# [Goal A]
Locate every line in the listing that contains the word "shingle" and copy each one out, matching case.

# [Article]
══════

Almost Famous – Toronto Star

Director Has Song in His Heart

Cameron Crowe isn’t really a movie director at heart. He’s a musician who can’t carry a tune.

He admitted as much at a press conference yesterday prior to the screening of his film Almost Famous, which tells the autobiographical story of a young Rolling Stone writer who becomes emotionally involved in the world of rock music in the 1970s.

Crowe admits he uses music as an inspiration for his work, particularly the classic rock he grew up with.

“I always knew (Elton John’s) ‘Tiny Dancer’ was going to be part of the script. Similarly, there were a few other songs I just wanted the movie to live up to. Like the Led Zeppelin song ‘That’s The Way.’ These are all songs I’d have on tapes and listen to in my car and think about the scenes.”

And after he had cast Patrick Fugit as the main character, he sent the 16-year-old a wide selection of ’70s music to listen to in preparation for shooting.

Fugit admitted yesterday he had never really been a music fan before Almost Famous. “I’m sorry, but I think I owned, like, one Chumbawumba CD . . . and I thought Led Zeppelin was one guy,” he said.

══════

# [Goal B]
Answer from the article on Almost Famous:
(i) Which Elton John song did Crowe always know would be part of the script?
(ii) How old was Patrick Fugit when Crowe sent him music to prepare for shooting?
(iii) Who did Fugit think Led Zeppelin was?

══════

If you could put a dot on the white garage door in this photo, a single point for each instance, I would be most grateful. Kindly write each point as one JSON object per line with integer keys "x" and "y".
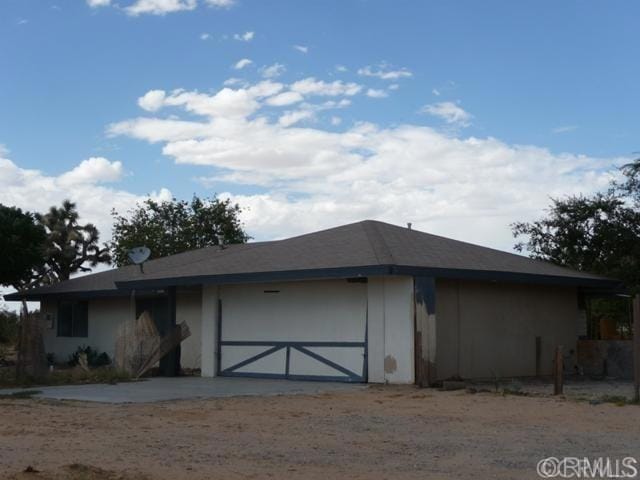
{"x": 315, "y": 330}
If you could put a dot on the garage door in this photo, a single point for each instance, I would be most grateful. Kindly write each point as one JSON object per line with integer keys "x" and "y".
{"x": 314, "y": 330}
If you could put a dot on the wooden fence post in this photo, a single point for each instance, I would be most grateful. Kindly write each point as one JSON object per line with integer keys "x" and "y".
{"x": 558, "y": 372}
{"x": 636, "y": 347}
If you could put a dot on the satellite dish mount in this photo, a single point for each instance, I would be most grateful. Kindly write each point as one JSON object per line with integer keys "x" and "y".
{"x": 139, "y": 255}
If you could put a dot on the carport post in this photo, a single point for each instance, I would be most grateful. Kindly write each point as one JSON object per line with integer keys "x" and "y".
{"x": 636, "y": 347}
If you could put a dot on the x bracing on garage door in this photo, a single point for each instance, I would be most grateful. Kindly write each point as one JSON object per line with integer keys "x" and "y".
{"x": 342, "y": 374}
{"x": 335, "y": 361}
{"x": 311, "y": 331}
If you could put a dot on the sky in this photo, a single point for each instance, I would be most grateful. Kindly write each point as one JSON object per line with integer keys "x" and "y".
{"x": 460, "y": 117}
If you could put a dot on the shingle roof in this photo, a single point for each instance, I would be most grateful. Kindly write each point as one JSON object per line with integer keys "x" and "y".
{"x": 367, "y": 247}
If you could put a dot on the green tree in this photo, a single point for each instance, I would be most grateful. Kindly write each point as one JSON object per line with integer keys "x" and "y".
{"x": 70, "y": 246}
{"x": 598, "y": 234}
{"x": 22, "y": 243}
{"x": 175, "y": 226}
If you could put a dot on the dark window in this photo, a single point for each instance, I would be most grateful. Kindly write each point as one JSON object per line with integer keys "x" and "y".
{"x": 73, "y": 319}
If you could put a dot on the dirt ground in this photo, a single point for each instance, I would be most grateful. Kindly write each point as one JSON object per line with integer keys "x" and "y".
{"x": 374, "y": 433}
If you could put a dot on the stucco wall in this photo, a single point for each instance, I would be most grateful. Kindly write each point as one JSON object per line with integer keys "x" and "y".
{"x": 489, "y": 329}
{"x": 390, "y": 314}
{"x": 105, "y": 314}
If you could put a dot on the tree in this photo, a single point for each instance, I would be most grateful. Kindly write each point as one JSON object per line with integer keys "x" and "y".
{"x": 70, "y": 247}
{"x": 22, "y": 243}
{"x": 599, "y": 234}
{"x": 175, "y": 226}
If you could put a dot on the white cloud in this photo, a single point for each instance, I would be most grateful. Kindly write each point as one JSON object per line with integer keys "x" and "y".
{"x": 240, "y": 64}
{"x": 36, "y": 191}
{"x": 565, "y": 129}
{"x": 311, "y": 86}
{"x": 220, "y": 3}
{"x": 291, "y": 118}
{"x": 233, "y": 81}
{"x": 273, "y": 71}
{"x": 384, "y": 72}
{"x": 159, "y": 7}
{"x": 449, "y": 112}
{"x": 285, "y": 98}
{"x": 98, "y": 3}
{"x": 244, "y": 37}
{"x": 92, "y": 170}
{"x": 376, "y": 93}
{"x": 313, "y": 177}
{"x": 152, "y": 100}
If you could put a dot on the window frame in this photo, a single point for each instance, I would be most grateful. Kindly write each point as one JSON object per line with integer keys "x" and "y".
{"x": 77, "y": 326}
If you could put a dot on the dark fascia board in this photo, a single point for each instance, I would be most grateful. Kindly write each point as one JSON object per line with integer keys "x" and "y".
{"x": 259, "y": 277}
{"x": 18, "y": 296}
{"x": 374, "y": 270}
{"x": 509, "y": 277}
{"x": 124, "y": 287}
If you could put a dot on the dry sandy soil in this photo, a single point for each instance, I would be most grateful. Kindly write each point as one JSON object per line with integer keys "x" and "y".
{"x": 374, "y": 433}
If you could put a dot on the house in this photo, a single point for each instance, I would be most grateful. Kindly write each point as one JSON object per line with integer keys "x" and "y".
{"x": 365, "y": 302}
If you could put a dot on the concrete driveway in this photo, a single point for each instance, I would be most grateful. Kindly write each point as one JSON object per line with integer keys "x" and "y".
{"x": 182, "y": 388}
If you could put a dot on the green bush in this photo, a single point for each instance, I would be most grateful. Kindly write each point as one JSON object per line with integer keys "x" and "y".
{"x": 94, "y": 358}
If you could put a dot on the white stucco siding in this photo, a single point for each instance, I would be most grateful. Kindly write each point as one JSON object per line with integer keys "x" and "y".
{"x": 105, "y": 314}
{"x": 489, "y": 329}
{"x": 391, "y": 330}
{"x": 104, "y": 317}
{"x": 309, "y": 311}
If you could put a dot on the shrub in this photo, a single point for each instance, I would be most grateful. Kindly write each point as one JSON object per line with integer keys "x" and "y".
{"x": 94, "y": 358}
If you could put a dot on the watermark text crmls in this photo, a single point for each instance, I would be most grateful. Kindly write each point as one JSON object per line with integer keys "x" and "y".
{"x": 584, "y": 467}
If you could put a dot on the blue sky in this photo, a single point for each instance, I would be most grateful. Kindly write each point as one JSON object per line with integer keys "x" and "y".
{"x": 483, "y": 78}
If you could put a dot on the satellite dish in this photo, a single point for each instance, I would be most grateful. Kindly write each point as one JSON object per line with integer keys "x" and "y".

══════

# [Solution A]
If you could put a dot on the shingle roof in this photo, a single point for each instance, I would be most grateful. Kindly write each point as one JSON object per line with integer keys "x" and "y".

# [Solution B]
(i) "Tiny Dancer"
(ii) 16
(iii) One guy